**Textauszug**
..............................

Der stellvertretende Innenminister und Polizeipräsident Generalmajor Dieter Winderlich informierte gestern Medienvertreter des In- und Auslands über die Vorgänge am 15. Januar im ehemaligen MfS-Komplex in der Normannenstraße.
Er teilte mit, dass bereits gegen Mittag zwei anonyme Bombendrohungen auf den Gebäudekomplex eingingen, die von der Polizei sehr ernst genommen wurden. Ab 16.45 Uhr begannen rund 300 Bauarbeiter, den Eingang Normannenstraße zuzumauern. Kurz vor 17 Uhr versammelten sich vor dem Objekt etwa 50 000 Menschen, von denen einige das Eingangstor überkletterten. Bis gegen 17.45 Uhr stieg die Zahl der Versammelten auf 100 000. Während Vertreter der Bürgerinitiativen und der Polizei ständig zur Gewaltlosigkeit aufriefen, öffneten Demonstranten gewaltsam die Tore in der Ruschestraße. Tausende stürmten daraufhin den Komplex und zerstörten u. a. Büros, Inventar und warfen Gegenstände wie Möbel, Akten und Bilder durch die Fenster. Der Frisiersalon, der Buchladen, Küchen und Lagerräume wurden geplündert, Stahlblechschränke seien aufgebrochen und Technik sowie Ausrüstungen gestohlen worden, teilte Winderlich mit.
Er sagte, dass in den Bereich der Spionageabwehr eingebrochen worden sei, jedoch der Quellenschutz nicht angetastet wurde. Es lägen Hinweise vor, dass nicht nur DDR-Bürger eingedrungen waren.

..............................

**Auszüge der Auflistung**
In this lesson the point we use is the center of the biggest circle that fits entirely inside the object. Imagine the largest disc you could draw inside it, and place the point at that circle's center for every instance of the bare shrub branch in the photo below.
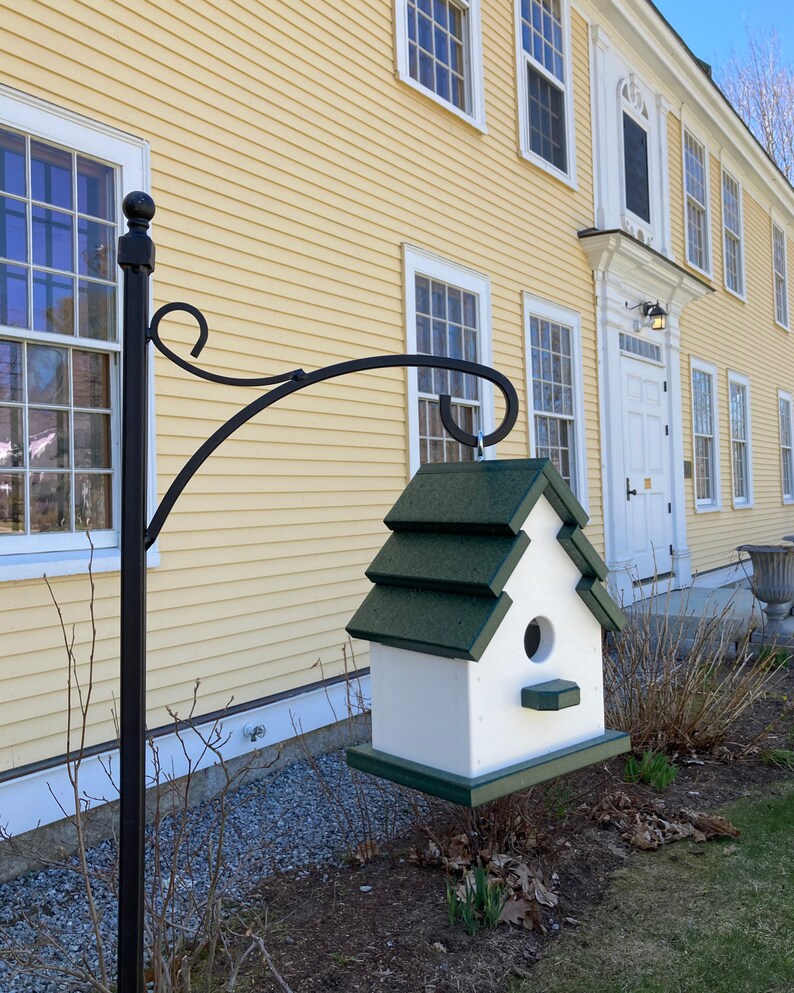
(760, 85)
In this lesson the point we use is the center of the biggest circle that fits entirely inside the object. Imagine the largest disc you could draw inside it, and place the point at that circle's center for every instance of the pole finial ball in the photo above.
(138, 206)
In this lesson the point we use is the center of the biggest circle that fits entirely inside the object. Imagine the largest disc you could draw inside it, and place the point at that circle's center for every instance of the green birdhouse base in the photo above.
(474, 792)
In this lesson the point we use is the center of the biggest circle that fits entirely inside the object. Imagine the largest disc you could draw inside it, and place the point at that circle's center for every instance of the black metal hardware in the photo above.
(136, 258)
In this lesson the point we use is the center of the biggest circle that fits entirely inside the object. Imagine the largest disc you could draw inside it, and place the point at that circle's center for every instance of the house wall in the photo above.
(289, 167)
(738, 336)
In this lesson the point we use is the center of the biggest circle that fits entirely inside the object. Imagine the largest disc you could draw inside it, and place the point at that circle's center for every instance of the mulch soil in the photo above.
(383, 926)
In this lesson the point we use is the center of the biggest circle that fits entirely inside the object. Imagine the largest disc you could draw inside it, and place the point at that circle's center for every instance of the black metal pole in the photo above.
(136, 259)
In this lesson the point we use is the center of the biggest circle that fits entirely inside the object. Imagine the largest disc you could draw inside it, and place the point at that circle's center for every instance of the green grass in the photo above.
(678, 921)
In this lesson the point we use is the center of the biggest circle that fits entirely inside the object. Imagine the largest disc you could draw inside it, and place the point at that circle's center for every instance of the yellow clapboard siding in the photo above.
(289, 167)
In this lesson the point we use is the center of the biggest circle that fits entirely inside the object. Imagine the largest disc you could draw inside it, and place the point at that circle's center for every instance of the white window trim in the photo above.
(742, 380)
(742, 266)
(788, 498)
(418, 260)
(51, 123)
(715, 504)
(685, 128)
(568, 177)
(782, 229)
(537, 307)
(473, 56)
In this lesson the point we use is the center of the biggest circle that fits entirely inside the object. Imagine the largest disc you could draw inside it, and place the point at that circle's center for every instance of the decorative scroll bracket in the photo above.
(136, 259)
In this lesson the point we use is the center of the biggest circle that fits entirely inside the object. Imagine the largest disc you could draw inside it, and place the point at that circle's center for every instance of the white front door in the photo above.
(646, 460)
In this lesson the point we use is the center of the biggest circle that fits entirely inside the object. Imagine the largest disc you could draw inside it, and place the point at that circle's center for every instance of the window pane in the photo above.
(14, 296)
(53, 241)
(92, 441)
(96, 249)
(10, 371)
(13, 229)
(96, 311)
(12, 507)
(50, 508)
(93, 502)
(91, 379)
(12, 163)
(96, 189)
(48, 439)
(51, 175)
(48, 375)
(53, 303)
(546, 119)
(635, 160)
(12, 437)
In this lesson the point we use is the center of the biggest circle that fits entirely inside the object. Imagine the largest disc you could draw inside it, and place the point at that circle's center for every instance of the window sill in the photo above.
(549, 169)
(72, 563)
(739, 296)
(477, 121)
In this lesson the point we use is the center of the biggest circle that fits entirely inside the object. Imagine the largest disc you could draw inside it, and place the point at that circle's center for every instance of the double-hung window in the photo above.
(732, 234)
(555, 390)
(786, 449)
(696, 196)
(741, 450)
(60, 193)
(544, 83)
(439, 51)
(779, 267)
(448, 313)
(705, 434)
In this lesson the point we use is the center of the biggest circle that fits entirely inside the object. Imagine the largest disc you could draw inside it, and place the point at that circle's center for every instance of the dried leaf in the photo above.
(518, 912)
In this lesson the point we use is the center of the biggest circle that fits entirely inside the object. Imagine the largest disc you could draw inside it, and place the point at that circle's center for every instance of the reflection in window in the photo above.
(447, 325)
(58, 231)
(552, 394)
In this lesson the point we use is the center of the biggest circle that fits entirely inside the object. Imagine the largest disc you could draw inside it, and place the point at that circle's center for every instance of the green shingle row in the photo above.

..............................

**Arbeitsauftrag 1**
Schreiben Sie aus dem Textauszug den Abschnitt von „Er sagte, dass“ bis „DDR-Bürger eingedrungen waren.“ wortgetreu ab.
**Arbeitsauftrag 2**
Nennen Sie alle Räumlichkeiten, die laut Textauszug geplündert wurden.
Die Auflistung spielt hierfür keine Rolle.

**Ergebnis 1**
Er sagte, dass in den Bereich der Spionageabwehr eingebrochen worden sei, jedoch der Quellenschutz nicht angetastet wurde. Es lägen Hinweise vor, dass nicht nur DDR-Bürger eingedrungen waren.

**Ergebnis 2**
- der Frisiersalon
- der Buchladen
- Küchen
- Lagerräume